Object point labels
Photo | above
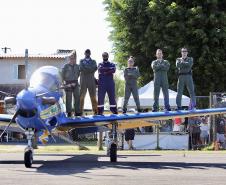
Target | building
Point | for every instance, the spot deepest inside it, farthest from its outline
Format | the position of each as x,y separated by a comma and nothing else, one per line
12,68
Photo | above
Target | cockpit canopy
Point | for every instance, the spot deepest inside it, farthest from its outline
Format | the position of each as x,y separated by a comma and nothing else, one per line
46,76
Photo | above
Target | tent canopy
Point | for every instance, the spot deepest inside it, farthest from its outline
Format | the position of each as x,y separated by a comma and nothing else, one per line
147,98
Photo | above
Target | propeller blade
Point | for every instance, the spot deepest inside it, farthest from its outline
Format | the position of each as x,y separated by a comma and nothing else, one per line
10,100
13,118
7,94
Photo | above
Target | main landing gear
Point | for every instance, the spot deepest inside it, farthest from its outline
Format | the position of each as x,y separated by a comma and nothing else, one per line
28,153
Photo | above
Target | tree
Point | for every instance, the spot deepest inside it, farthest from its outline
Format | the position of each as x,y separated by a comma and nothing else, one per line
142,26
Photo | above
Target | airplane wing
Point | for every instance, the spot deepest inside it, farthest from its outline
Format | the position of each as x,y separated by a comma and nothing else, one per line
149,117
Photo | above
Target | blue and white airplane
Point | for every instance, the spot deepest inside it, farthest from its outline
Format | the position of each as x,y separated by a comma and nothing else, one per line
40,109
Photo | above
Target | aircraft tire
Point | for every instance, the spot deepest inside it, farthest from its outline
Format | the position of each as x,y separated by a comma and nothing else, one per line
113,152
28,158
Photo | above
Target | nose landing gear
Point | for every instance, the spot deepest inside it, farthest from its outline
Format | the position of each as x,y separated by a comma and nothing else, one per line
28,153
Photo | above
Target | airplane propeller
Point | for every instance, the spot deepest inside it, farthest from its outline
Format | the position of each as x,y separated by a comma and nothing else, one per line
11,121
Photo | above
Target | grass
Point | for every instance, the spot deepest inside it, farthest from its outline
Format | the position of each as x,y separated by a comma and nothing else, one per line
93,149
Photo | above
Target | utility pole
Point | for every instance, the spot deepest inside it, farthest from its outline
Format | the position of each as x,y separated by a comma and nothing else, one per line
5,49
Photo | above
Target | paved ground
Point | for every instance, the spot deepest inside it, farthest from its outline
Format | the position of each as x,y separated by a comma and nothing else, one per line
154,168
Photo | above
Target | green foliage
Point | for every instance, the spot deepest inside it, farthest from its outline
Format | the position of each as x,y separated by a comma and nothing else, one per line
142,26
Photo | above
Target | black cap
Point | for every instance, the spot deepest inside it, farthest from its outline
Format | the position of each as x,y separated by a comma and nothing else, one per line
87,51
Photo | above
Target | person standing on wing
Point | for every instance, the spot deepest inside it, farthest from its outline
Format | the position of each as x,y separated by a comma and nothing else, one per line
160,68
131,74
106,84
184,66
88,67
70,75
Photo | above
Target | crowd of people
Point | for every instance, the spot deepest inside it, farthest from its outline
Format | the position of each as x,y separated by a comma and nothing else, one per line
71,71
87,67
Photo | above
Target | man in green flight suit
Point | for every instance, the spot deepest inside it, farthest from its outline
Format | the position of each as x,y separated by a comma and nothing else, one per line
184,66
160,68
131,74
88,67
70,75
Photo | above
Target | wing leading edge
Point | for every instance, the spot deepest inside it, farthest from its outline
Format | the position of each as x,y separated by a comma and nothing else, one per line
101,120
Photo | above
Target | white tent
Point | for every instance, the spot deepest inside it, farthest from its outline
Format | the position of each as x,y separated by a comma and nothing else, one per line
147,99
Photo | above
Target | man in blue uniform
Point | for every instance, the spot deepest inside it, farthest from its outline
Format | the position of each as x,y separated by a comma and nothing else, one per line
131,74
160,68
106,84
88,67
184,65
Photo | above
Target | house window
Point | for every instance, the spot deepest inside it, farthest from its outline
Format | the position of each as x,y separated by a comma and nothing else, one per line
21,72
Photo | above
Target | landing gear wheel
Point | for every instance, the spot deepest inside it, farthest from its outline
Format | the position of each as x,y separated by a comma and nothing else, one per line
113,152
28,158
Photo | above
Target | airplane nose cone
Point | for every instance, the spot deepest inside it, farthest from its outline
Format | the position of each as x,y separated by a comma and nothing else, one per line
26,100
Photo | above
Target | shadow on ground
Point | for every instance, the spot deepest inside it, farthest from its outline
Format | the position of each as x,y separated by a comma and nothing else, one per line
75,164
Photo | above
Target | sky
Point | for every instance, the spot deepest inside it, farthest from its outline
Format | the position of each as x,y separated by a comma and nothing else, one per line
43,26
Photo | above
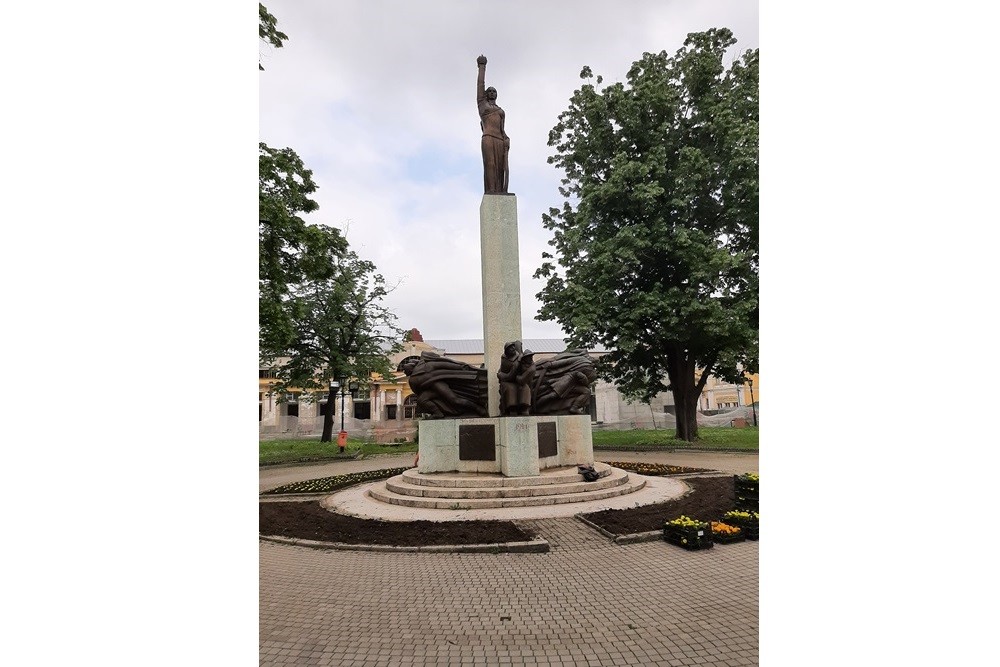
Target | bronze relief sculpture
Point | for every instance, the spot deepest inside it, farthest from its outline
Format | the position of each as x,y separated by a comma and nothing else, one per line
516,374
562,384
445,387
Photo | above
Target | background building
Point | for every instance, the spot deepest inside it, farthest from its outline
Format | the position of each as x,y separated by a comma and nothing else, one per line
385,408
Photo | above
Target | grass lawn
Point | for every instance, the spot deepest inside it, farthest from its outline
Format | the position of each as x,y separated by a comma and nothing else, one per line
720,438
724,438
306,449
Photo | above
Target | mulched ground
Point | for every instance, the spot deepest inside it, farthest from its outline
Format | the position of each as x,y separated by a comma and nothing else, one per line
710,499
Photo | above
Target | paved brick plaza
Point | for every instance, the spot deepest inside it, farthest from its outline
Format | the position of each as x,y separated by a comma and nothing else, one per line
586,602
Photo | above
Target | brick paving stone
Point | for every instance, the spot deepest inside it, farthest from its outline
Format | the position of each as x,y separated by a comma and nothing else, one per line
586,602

GIVEN REQUEST:
Your task is to set down the records shown above exactly, minus any pictures.

EXERCISE RESPONSE:
Photo | above
Target | building
Point | for every instance, the spot deepest inside it, farthest from its outline
Format | the position of each as x,y separated by a comma and nothing else, one per line
12,68
Photo | above
Target | cockpit canopy
Point | for every instance, the spot deepest inside it, farthest from its outline
Format | the position of each as x,y separated by a comma and nothing else, one per line
46,76
Photo | above
Target | tent canopy
Point | for every instance, the spot deepest inside it, farthest from its outline
Format | the position of each as x,y separated by a comma and nothing else, one per line
147,98
Photo | above
Target | propeller blade
Point | for every instance, the spot deepest inside it, farthest from its outline
Format | the position of each as x,y separated by a comma and nothing else, one per line
10,100
13,118
7,94
Photo | above
Target | main landing gear
Point | for every instance, the spot deepest inside it, farthest from its outline
Format | the position of each as x,y separated by a comma and nothing else, one per line
28,153
Photo | above
Target | tree
Point | for every instance, the spot deepest inside it, farthest from its outline
Format | the position of each as x,y separated by a comma and nothing else, one per line
142,26
Photo | above
Target | airplane wing
Point | for every instance, the spot deepest inside it, farthest from its outline
Format | the position of each as x,y separated by a comma and nothing else, one per line
149,117
Photo | above
Target | blue and white airplane
Point | for every instance, the spot deepest inside it, farthest from its outline
Format | the position of each as x,y separated by a comma and nothing else, one per line
40,109
Photo | above
Target | aircraft tire
Point | for every instance, the spot deepest inside it, farthest from its outline
Format | the position of each as x,y separated by a comma and nothing else, one per line
113,152
28,158
Photo | above
Target | nose landing gear
Point | for every instance, the spot deepest inside it, farthest from its outline
Format | the position of each as x,y separated by a comma and nothing else, one per line
28,153
Photo | above
Target | airplane propeller
Point | for every instance, the spot deepest inside it, farthest from its outline
Format | the position of each as x,y separated by a comma and nothing else, one per line
11,121
Photo | above
Target | grass
Point | for every instance, the spot deepest inside it, farthest from its outline
Format | the position of each as x,y separated by a comma and nothing else, one per line
93,149
Photo | above
Target | utility pole
Point | for every instance, the spot deepest inside it, farthest from its outline
Format | the position of each as x,y separated by a comma and nothing else, one per line
5,49
Photo | above
Target | paved ground
Point | for every instance, the spot deepest inside it, farthest from its outline
Format | the position of each as x,y separated by a comma and nothing else, one per line
154,168
Photo | above
Target | green foliage
Point | for every instance, the spot deepest inside it, farthest from its outline
Format | the position of each as x,y separated by a comma and nothing else, one per line
142,26
Photo | above
Target | black cap
Point | for every instance, the spot deepest inside it, farthest from its outline
Format | the position of each as x,y separated by a comma and nothing else, one per line
87,51
Photo | above
Target | person standing on wing
Point | for every instance, the spot deepest inside it, farthest from its outline
Format | the position of each as x,y separated by a comma and nothing else, one per line
160,68
131,74
106,84
184,66
88,67
70,75
Photo | above
Target | crowd of people
Point | for every instance, the spot deepest inside it, farthest from its outline
Format | the position of each as x,y separated by a comma and nothing else, one per line
71,71
87,67
Photo | above
Target | man in green flight suit
Point | for every instance, the spot deepest inside it, farthest from its outline
Format | the position of each as x,y separated by a comma and nothing else, one per line
184,66
160,68
131,74
88,67
70,75
Photo | above
Target | wing leading edge
Point | for every instance, the spot deepest inside it, farthest from its outline
Format | the position of each as x,y separated by a comma and nothing else, one per line
101,120
Photo | above
Target | white tent
Point | for every instance, the spot deepest inside it, farthest from its outline
Format | the position of each as x,y separated by a comma and nothing else, one per line
147,99
Photo | above
Target | man in blue uniform
Point | for every instance, the spot deepest inside it, farthest from its outline
Format | the position of each as x,y separated by a comma and nothing else, one per line
131,74
160,68
106,84
88,67
184,65
Photo | above
Target | house window
Point | for every instance, the spot deepest inside it, farthest from its outline
Format | the position of each as x,y separated by a comma and nothing else, one per line
21,72
Photo | above
Target | landing gear wheel
Point | for every instance, the spot deepest inside it, farthest from its outline
Format | the position of each as x,y separated by a comma and nothing else, one per line
113,152
28,158
Photo | above
Target | airplane nose cone
Point | for every instance, the spot deepest inside it, farthest from its outline
Format | the position of each as x,y separated by a comma and nothing else, one per line
26,100
Photo | above
Target | shadow on ground
Point | for every instance, the spot deepest inside it, farthest from its outline
Format | the position of each as x,y separated by a comma and nothing else, one per line
75,164
Photo | above
Target | sky
Point | for every instance, the spot deepest inside it, farthest from its outline
Format | the position of each as x,y separated by a comma and nothing else, one per line
43,26
Photo | above
Target | bronze relief sculpture
Point | for every instance, the spot deepest inside it, farthest from its outline
Format | the position of each as x,y separated by a comma and nothing else, one per line
516,374
562,384
445,387
Photo | above
Target | background building
Point | for every instance, the spot deepest inside it, farthest from its outline
Format | the position of each as x,y separated by a comma and nothing else, one per line
385,408
Photo | above
Target | grass lawn
Point | for every instance, the spot deepest inside it, farthest from its outline
Format | the position of each as x,y separated by a comma and nothing else, one per line
720,438
724,438
306,449
Photo | above
Target | mulched ground
Point | for every instance, the spot deepest inside it, farthest from its outline
Format | the position of each as x,y separated by a comma and nothing else, one per line
710,499
Photo | above
Target | paved brick plaza
Point | for every instance, the spot deepest inside it, farthest from its outline
Format | the position of each as x,y separated by a comma and nothing else, one per line
586,602
Photo | above
Target | brick paving stone
Point | for every instance, the spot deepest inside it, farthest from its outline
Format | the position of each as x,y separated by a comma and nothing else, one per line
586,602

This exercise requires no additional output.